Dataset records about object locations:
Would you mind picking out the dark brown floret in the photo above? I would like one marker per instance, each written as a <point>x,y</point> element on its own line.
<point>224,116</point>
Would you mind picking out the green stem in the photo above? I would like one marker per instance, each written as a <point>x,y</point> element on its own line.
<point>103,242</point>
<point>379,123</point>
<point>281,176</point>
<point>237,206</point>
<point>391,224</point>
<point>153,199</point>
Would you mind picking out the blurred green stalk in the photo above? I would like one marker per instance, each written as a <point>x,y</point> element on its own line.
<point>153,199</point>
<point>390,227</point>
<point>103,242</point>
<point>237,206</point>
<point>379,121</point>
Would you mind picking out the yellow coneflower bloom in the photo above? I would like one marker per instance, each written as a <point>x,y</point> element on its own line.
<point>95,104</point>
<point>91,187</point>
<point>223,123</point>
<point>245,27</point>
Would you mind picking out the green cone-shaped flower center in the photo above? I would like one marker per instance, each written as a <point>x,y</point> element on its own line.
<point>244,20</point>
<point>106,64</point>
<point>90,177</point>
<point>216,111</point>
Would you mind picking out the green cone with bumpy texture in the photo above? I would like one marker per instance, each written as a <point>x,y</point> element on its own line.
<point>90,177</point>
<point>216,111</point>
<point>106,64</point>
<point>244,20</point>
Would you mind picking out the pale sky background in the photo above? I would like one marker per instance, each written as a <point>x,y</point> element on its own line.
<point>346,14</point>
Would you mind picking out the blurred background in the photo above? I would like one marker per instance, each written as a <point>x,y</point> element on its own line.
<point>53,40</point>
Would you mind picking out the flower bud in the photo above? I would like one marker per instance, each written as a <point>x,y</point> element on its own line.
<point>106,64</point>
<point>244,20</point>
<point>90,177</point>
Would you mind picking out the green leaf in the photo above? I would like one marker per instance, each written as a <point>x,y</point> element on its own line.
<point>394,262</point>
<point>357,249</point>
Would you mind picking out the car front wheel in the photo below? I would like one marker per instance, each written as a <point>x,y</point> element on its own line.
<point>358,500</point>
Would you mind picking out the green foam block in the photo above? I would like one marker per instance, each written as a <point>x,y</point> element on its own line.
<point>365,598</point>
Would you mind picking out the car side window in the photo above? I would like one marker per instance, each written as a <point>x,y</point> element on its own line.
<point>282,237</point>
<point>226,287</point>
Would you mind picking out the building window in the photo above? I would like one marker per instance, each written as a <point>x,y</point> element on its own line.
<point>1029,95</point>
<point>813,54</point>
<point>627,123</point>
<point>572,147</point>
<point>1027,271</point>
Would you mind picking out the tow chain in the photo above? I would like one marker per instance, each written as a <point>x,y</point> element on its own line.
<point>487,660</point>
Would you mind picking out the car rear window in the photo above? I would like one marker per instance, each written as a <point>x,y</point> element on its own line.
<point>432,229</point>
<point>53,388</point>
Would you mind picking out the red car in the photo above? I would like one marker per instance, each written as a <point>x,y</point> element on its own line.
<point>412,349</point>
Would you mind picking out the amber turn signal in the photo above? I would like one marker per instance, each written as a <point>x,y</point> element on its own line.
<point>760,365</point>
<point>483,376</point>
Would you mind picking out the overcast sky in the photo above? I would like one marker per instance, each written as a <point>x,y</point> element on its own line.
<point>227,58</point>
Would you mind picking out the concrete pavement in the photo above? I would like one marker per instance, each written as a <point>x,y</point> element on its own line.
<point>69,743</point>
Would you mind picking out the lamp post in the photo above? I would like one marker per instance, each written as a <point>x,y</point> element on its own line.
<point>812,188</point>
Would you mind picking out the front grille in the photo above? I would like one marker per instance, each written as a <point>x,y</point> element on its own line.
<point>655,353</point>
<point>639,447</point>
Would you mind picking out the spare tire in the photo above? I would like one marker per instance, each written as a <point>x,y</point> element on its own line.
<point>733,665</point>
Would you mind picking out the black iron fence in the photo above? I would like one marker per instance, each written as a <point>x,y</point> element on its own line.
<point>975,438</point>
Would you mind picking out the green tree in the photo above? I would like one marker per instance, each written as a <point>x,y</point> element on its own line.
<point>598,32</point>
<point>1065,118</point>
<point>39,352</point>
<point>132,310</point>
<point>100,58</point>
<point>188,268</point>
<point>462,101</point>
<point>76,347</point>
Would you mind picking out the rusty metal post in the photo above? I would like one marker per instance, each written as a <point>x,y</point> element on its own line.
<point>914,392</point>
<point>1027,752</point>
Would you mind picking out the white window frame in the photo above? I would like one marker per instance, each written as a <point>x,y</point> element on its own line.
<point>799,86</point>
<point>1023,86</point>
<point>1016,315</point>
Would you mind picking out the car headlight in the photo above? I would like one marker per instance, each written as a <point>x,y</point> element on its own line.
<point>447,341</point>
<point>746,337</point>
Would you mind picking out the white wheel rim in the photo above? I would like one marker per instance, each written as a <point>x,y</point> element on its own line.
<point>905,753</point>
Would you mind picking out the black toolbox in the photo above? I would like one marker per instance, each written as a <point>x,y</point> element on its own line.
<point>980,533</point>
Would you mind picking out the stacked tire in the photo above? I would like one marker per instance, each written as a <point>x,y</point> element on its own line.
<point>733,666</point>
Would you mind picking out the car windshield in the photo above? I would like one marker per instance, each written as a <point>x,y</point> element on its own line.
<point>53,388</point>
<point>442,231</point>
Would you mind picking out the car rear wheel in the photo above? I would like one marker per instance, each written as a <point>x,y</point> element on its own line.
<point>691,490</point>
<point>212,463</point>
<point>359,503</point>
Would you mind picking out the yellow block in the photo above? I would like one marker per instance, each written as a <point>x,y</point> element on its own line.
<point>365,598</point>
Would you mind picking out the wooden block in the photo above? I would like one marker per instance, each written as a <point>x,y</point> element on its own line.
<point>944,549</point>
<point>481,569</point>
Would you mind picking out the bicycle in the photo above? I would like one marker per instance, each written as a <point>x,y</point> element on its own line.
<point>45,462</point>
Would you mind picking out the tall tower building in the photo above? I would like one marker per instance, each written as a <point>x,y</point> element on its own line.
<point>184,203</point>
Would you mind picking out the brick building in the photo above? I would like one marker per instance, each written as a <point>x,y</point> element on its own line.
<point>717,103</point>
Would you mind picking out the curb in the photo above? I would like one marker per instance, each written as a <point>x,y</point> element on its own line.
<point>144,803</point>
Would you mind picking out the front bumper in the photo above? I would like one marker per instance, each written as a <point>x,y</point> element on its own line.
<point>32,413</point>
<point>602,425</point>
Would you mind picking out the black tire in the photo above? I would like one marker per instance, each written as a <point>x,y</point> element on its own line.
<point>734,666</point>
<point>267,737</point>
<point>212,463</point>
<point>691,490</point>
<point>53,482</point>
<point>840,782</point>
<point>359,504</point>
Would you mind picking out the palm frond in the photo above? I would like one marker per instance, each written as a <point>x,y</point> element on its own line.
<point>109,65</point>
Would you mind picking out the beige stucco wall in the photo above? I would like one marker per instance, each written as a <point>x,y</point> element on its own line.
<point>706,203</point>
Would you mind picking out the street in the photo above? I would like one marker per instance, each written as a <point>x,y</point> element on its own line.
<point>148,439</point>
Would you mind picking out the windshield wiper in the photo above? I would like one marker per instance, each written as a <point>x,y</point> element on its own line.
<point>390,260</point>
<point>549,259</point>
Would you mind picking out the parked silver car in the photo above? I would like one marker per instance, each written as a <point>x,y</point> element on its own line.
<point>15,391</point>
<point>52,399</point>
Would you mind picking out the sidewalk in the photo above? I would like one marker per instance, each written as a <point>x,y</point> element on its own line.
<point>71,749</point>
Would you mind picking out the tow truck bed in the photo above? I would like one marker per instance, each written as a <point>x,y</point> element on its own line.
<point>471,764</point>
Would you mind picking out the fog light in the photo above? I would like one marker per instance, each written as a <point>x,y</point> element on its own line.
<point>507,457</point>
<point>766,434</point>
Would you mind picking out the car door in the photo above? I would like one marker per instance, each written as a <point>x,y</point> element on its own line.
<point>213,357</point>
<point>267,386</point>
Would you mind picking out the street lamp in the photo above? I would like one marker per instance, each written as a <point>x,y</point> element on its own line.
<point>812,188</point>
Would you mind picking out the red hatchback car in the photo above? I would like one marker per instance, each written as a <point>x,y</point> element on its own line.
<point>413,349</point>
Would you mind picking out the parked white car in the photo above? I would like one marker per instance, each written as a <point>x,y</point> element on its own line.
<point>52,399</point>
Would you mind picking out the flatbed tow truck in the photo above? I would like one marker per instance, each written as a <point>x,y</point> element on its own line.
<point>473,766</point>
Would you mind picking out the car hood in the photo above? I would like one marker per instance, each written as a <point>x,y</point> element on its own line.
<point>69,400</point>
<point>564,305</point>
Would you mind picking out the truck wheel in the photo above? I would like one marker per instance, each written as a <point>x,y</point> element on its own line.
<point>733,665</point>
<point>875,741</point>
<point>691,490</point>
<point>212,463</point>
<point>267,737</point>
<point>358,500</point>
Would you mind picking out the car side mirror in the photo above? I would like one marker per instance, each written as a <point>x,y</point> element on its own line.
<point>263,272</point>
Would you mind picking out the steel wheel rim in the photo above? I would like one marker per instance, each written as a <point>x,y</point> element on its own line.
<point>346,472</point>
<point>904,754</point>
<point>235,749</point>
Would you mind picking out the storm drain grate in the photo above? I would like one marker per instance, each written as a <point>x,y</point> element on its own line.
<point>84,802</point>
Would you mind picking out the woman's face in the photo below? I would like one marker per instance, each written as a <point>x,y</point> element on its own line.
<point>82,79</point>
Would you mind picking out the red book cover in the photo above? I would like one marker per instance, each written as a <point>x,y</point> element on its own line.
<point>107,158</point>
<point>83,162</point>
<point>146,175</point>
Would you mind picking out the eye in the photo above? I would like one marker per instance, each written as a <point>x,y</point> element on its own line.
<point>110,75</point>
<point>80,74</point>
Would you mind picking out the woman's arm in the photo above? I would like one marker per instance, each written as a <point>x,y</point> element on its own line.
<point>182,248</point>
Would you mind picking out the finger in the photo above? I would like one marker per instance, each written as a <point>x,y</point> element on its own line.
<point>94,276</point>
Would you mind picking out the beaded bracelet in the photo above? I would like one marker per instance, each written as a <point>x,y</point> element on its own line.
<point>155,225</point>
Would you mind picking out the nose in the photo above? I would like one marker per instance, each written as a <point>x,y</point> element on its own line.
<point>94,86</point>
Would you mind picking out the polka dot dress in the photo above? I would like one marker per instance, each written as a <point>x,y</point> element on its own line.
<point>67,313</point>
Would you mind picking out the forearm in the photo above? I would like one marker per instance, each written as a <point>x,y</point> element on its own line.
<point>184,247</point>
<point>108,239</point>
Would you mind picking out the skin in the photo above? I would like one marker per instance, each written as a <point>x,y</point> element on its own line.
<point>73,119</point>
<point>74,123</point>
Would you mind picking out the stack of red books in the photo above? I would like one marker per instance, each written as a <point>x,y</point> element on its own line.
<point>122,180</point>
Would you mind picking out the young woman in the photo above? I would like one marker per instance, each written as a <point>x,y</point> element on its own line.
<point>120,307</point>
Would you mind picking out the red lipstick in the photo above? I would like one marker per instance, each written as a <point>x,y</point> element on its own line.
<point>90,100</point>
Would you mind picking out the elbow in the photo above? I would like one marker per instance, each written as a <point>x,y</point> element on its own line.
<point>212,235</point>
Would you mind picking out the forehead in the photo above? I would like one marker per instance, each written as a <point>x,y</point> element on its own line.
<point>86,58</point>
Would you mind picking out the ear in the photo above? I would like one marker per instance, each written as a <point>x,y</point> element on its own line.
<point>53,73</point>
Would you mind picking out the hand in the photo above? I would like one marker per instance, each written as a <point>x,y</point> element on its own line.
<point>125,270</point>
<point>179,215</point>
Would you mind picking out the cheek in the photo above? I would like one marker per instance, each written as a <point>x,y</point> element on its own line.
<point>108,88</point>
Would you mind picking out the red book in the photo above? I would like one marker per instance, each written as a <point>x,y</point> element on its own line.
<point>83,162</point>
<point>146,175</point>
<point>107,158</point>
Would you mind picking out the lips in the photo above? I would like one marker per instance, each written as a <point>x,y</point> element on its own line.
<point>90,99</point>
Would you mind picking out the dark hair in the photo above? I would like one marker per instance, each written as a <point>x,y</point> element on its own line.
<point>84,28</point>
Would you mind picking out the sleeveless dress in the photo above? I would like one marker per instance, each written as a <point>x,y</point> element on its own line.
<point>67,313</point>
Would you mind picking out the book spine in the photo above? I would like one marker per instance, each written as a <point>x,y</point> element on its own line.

WHAT THIS TASK INVOLVES: Set down only these lines, exactly: the line containing "Would you mind picking out the elbow" and each line after it, through the end of the listing.

THE COMPLETED TASK:
Would you mind picking out the elbow in the photo above? I would like one marker per instance, each written as a <point>x,y</point> element on its own line.
<point>212,235</point>
Would you mind picking out the forehead in the photo above? I would like one marker per instance, each written as a <point>x,y</point> element on its own line.
<point>86,58</point>
Would you mind picking out the ear in the photo above? I would like one marker per instance, each written as a <point>x,y</point> element on its own line.
<point>53,73</point>
Would you mind picking out the hand in the photo above? I would like one marker per instance, each written as a <point>x,y</point> element on its own line.
<point>125,270</point>
<point>179,215</point>
Would you mind picking out the cheek in the photo above? I would like one marker per instance, each written as a <point>x,y</point> element on its own line.
<point>108,88</point>
Would you mind picking out the red book in the photo above? I would like one marker per instance, each written as a <point>x,y</point> element on its own line.
<point>83,162</point>
<point>146,175</point>
<point>107,158</point>
Would you mind picking out the lips in the photo above? I would like one marker per instance, each written as a <point>x,y</point> element on its own line.
<point>90,99</point>
Would you mind picking out the dark hair in the photo above? I would like one marker per instance, each written as a <point>x,y</point> element on its own line.
<point>84,28</point>
Would you mind picking out the sleeveless dress in the photo above? I would like one marker per instance, each written as a <point>x,y</point> element on its own line.
<point>67,313</point>
Would you mind picking out the book spine in the photo above? I would like one marker per instance, each written as a <point>x,y</point> element on its own line.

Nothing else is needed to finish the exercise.